▶ PROBLEM DESCRIPTION
Your answer must be the line holding "mark the blue sky -- a dot per instance" followed by every later line through the end of the entries, exactly as written.

Top of RECORDS FOR PROCESSING

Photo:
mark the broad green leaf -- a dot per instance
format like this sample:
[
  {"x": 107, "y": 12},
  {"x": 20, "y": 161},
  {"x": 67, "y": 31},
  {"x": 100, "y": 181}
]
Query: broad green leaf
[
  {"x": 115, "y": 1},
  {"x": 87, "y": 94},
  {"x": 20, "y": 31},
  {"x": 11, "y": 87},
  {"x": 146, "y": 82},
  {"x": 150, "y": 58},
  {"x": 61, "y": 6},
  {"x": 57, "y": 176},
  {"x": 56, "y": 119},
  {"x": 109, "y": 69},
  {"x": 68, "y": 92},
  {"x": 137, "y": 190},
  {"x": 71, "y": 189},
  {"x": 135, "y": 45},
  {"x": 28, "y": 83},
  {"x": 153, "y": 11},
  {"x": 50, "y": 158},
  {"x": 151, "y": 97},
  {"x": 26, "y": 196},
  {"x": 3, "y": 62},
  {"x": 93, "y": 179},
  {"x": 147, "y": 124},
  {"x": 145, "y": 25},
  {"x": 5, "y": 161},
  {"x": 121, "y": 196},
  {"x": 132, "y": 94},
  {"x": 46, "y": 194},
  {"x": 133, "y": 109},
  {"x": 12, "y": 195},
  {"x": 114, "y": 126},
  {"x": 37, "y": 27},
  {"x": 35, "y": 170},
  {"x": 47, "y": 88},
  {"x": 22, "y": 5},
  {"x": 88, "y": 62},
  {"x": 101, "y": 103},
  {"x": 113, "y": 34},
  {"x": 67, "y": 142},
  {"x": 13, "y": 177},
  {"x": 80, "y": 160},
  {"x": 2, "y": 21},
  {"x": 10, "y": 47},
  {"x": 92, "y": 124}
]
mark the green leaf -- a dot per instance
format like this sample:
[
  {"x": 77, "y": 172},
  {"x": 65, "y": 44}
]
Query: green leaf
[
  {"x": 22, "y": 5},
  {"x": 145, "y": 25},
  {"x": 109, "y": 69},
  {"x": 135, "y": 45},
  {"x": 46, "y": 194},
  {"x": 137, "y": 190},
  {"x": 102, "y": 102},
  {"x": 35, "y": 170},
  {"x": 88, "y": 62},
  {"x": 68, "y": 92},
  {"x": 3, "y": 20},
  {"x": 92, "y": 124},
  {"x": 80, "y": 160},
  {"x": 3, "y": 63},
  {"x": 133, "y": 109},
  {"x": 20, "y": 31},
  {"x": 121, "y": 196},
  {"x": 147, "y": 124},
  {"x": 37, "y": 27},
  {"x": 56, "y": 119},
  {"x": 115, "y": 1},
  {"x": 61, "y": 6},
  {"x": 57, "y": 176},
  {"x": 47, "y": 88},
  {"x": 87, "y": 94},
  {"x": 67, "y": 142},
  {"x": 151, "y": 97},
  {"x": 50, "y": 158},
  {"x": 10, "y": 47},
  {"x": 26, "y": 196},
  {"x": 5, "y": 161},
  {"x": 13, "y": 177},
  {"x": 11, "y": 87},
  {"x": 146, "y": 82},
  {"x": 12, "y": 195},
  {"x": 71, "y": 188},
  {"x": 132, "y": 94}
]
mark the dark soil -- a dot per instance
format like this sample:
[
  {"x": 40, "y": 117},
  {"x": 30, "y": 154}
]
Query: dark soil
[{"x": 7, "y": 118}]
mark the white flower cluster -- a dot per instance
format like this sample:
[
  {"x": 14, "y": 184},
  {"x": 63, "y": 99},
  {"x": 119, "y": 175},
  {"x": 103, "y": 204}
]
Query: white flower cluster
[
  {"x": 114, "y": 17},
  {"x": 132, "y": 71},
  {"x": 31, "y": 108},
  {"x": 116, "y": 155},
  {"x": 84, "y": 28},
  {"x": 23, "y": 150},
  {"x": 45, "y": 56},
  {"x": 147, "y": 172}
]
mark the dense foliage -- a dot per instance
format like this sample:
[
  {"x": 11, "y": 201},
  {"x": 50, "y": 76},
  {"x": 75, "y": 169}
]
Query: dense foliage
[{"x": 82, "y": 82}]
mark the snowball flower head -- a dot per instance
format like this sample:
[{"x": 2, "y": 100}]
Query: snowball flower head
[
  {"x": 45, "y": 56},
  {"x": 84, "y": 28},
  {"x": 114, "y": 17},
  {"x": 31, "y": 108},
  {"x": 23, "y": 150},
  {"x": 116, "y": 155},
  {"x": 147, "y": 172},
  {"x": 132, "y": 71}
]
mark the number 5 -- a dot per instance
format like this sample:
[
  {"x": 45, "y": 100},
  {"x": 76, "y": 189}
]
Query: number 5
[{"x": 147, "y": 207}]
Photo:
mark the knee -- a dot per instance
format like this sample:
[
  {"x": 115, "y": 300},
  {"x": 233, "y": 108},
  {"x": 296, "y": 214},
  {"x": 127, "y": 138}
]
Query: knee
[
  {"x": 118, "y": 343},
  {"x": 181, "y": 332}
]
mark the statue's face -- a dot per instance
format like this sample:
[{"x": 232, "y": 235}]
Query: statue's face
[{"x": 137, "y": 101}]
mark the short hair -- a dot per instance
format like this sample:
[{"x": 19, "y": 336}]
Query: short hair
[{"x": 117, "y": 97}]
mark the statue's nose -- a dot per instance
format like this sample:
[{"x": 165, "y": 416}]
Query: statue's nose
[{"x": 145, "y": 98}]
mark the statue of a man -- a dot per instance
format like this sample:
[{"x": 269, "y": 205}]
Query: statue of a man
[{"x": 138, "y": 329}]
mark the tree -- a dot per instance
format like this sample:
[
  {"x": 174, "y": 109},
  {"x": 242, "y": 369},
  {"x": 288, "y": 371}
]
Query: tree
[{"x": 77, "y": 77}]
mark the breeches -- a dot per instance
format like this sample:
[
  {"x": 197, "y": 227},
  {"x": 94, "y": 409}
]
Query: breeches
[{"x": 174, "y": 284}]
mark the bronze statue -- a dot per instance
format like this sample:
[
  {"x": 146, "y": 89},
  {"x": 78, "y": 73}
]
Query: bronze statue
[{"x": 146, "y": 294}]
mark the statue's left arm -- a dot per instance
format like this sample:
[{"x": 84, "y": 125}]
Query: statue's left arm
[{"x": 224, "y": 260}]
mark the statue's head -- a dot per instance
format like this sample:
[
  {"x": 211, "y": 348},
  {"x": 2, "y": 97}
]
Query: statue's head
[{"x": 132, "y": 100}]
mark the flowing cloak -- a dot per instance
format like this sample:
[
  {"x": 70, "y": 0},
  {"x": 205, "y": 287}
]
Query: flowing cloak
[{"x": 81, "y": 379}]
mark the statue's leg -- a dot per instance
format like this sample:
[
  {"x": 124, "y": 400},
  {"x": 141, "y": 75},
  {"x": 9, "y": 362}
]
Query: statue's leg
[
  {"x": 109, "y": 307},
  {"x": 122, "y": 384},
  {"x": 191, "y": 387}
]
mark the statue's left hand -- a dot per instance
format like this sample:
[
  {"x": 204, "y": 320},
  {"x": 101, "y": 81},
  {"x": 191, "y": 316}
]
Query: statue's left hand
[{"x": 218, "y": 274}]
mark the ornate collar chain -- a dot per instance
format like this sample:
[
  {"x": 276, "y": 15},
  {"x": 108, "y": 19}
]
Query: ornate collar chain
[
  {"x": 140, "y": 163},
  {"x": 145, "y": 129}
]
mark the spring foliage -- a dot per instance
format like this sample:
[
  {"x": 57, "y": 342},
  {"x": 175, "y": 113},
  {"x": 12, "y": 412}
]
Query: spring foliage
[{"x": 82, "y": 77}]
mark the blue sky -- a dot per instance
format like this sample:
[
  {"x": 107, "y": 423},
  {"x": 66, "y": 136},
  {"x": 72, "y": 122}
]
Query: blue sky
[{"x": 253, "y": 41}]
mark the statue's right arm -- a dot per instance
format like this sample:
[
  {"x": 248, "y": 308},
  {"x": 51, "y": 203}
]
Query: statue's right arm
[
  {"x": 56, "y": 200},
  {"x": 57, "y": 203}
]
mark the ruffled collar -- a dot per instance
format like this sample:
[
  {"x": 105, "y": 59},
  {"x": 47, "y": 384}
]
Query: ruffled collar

Bottom of RECORDS FOR PROCESSING

▶ OUTPUT OF THE TASK
mark the blue sky -- a dot per instance
format like this sample:
[
  {"x": 107, "y": 423},
  {"x": 66, "y": 136},
  {"x": 72, "y": 122}
]
Query: blue sky
[{"x": 253, "y": 41}]
mark the statue's right arm -- a dot per instance
format like this sample:
[
  {"x": 248, "y": 308},
  {"x": 51, "y": 203}
]
Query: statue's right arm
[
  {"x": 56, "y": 200},
  {"x": 57, "y": 203}
]
mark the ruffled collar -- a dot per instance
format like this sample:
[
  {"x": 105, "y": 59},
  {"x": 47, "y": 384}
]
Query: ruffled collar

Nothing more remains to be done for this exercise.